- [Exercise instructions]: Using the entries below, give the count of lines that hold "target". Say nothing besides the number.

::: Dataset records :::

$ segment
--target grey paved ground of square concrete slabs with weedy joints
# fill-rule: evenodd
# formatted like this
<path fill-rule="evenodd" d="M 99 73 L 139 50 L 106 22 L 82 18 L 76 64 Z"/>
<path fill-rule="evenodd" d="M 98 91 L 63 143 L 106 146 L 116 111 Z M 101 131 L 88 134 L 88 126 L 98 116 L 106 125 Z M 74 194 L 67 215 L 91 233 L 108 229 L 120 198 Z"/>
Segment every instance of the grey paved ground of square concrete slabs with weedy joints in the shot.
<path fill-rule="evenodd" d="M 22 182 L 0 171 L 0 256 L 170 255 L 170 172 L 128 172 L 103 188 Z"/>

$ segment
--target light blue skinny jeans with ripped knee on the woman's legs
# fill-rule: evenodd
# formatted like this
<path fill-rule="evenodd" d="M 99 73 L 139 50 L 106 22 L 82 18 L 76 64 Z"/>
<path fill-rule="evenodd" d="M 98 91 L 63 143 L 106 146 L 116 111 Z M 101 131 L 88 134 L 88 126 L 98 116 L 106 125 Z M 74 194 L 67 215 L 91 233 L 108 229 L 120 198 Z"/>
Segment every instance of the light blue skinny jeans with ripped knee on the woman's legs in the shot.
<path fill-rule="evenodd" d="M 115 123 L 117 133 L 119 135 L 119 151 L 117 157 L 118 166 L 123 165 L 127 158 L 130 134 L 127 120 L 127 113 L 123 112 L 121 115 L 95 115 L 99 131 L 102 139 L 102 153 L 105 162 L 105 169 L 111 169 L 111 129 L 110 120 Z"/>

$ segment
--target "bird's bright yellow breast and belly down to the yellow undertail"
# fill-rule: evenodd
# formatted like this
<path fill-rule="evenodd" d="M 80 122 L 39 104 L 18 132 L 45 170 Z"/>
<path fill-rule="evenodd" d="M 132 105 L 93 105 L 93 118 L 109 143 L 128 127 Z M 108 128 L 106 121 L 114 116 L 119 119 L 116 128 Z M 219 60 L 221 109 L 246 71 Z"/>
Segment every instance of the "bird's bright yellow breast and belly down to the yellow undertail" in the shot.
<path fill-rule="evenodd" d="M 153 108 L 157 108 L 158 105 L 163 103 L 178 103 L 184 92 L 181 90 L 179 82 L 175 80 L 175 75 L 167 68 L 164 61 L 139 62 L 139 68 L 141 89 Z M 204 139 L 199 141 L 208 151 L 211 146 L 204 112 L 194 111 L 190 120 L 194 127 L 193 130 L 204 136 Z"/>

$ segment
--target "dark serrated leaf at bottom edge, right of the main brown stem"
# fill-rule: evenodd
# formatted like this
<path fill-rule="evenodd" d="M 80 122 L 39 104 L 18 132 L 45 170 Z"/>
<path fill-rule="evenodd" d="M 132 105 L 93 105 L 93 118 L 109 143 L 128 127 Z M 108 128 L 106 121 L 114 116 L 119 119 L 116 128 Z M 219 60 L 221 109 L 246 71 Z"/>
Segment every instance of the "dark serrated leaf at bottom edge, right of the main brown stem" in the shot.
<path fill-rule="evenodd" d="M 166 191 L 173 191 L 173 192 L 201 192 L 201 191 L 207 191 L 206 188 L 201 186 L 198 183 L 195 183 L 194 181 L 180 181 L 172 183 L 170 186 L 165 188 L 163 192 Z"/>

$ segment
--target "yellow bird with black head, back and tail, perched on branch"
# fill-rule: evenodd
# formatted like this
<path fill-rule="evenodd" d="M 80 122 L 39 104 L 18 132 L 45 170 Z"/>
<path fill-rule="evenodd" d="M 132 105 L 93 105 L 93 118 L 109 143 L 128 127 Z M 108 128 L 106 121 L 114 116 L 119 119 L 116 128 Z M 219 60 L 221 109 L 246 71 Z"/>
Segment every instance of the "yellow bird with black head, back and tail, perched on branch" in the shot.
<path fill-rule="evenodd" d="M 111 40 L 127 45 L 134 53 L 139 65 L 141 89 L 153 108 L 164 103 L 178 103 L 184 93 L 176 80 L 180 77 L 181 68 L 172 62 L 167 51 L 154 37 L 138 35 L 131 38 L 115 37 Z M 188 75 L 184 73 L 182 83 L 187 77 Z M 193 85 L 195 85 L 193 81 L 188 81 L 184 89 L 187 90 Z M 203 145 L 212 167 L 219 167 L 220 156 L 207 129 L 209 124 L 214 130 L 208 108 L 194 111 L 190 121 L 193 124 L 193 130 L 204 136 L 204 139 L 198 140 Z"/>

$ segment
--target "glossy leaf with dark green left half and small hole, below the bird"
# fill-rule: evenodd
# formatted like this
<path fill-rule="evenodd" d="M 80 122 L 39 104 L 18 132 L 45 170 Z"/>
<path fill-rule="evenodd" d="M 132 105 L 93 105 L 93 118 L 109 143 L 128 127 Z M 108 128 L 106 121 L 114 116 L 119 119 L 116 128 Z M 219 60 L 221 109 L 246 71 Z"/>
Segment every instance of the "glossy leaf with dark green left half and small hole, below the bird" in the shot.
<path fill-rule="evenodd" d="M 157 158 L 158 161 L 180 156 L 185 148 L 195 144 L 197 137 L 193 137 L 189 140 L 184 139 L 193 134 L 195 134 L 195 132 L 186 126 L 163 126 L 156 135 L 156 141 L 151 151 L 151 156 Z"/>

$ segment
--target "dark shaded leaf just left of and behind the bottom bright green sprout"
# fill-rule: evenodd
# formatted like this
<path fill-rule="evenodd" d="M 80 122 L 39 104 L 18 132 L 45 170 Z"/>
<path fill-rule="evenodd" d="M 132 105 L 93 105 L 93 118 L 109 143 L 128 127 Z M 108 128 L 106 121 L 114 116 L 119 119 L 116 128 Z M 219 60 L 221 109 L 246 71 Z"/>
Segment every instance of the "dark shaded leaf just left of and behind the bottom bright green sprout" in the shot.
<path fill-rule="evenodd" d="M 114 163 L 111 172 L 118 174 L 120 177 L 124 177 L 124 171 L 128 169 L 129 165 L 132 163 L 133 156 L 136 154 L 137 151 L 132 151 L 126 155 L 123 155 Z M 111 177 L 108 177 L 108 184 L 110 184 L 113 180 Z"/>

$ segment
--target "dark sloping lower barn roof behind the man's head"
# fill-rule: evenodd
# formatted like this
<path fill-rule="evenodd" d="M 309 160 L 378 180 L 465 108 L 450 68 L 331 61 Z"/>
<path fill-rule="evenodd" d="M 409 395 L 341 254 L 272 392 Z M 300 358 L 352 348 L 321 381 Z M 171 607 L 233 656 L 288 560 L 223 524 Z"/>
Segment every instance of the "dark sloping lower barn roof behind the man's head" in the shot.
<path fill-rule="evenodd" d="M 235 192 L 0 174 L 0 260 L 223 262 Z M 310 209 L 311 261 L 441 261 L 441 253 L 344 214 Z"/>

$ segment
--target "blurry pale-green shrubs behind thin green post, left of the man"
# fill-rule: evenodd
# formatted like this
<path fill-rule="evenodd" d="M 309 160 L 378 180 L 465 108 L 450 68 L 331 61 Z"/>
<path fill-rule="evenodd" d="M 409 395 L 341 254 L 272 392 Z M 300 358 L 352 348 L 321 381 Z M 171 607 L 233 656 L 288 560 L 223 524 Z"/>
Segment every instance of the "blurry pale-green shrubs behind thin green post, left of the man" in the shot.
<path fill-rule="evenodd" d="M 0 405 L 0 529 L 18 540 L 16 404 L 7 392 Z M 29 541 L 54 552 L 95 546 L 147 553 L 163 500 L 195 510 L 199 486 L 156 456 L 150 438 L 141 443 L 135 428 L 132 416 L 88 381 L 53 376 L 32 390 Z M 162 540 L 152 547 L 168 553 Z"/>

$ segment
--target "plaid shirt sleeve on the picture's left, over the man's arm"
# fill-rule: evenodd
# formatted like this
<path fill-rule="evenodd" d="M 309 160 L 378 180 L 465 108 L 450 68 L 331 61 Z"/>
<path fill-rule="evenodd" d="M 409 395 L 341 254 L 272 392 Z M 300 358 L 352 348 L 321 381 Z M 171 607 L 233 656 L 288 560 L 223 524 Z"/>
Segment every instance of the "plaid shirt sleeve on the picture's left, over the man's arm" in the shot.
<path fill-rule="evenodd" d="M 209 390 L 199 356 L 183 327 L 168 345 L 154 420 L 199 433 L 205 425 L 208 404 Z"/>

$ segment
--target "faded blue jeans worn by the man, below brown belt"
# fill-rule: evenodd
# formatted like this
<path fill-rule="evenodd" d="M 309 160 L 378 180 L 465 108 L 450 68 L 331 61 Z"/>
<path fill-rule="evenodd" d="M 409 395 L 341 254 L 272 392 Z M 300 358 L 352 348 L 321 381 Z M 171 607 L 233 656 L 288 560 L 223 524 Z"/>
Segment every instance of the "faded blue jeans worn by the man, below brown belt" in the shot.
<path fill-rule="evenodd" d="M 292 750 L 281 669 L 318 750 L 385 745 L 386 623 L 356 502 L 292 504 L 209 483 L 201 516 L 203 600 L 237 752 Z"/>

:::

- [Expected answer]: 11